**Your instructions:**
Copy the rows below word for word, leaving out the pictures.

[Lines of data]
........
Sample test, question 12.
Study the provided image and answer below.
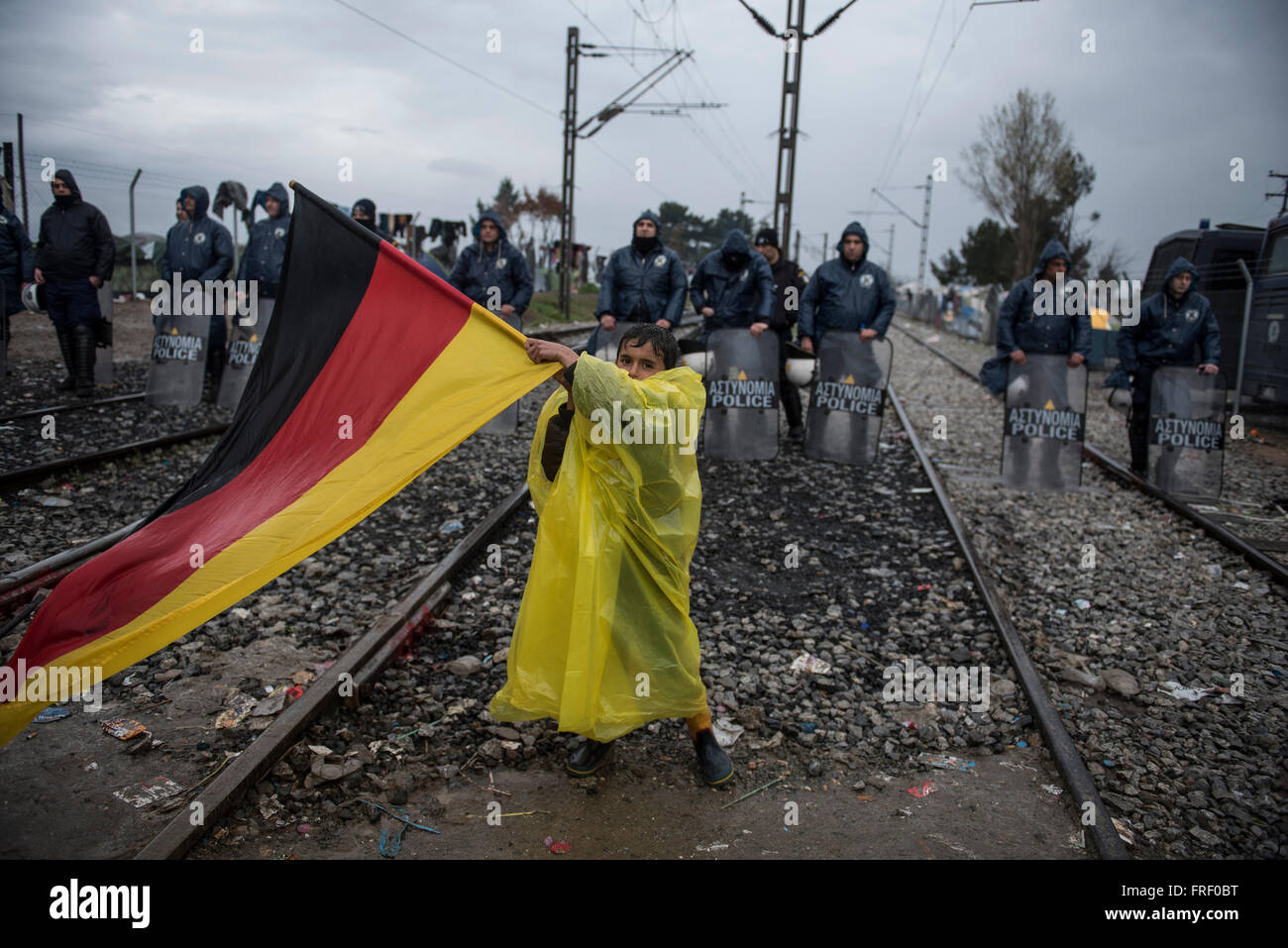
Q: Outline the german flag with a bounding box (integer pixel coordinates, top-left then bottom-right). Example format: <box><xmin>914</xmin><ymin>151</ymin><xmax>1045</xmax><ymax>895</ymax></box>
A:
<box><xmin>0</xmin><ymin>181</ymin><xmax>559</xmax><ymax>745</ymax></box>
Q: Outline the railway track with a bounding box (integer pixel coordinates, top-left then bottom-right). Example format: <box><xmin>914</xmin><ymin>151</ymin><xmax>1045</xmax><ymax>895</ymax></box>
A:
<box><xmin>892</xmin><ymin>323</ymin><xmax>1288</xmax><ymax>584</ymax></box>
<box><xmin>138</xmin><ymin>380</ymin><xmax>1127</xmax><ymax>859</ymax></box>
<box><xmin>0</xmin><ymin>320</ymin><xmax>1126</xmax><ymax>859</ymax></box>
<box><xmin>0</xmin><ymin>323</ymin><xmax>595</xmax><ymax>490</ymax></box>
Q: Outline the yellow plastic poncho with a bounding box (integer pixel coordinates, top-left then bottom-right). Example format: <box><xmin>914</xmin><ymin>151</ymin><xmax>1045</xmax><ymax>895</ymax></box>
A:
<box><xmin>490</xmin><ymin>356</ymin><xmax>707</xmax><ymax>741</ymax></box>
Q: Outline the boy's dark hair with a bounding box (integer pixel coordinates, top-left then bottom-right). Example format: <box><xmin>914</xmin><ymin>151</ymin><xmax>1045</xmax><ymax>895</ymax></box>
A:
........
**Answer for the task:**
Sample test, question 12.
Study the provided image and answer below.
Q: Outline the german flag with a bounding box (integer pixel coordinates, top-left then bottom-right). Example format: <box><xmin>914</xmin><ymin>151</ymin><xmax>1045</xmax><ymax>895</ymax></box>
A:
<box><xmin>0</xmin><ymin>181</ymin><xmax>559</xmax><ymax>745</ymax></box>
Q: Outline the railway track with a bounding box (integer pixel coordinates, top-left then bottom-right). Example format: <box><xmin>914</xmin><ymin>151</ymin><xmax>1045</xmax><ymax>895</ymax></box>
A:
<box><xmin>892</xmin><ymin>323</ymin><xmax>1288</xmax><ymax>584</ymax></box>
<box><xmin>138</xmin><ymin>380</ymin><xmax>1127</xmax><ymax>859</ymax></box>
<box><xmin>0</xmin><ymin>320</ymin><xmax>1126</xmax><ymax>859</ymax></box>
<box><xmin>0</xmin><ymin>323</ymin><xmax>595</xmax><ymax>490</ymax></box>
Q: Outline the yellow plastic poncho with a bounding box (integer pixel coordinates, top-left then bottom-right). Example format: <box><xmin>914</xmin><ymin>151</ymin><xmax>1045</xmax><ymax>895</ymax></box>
A:
<box><xmin>490</xmin><ymin>356</ymin><xmax>707</xmax><ymax>741</ymax></box>
Q: Outline the boy's dark hair with a bounding box (integer pixel coordinates, top-left then bottom-right). Example format: <box><xmin>914</xmin><ymin>151</ymin><xmax>1045</xmax><ymax>895</ymax></box>
A:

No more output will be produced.